* _TASK GOAL_: Return each line in the records below that contains the string "locate", treating uppercase and lowercase letters as different.

◇ ◇ ◇ ◇

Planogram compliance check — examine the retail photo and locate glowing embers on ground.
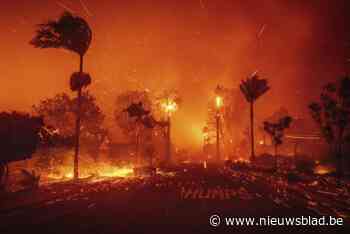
[314,164,335,175]
[47,163,133,180]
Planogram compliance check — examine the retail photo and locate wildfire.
[215,96,223,108]
[47,164,133,180]
[314,164,334,175]
[162,100,177,115]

◇ ◇ ◇ ◇

* _THE COMPLETED TASK_:
Planogram compliance check — examine the retail photo and locate glowing embers on ground.
Planogram compliance check — examine the retail photo and locate wildfire.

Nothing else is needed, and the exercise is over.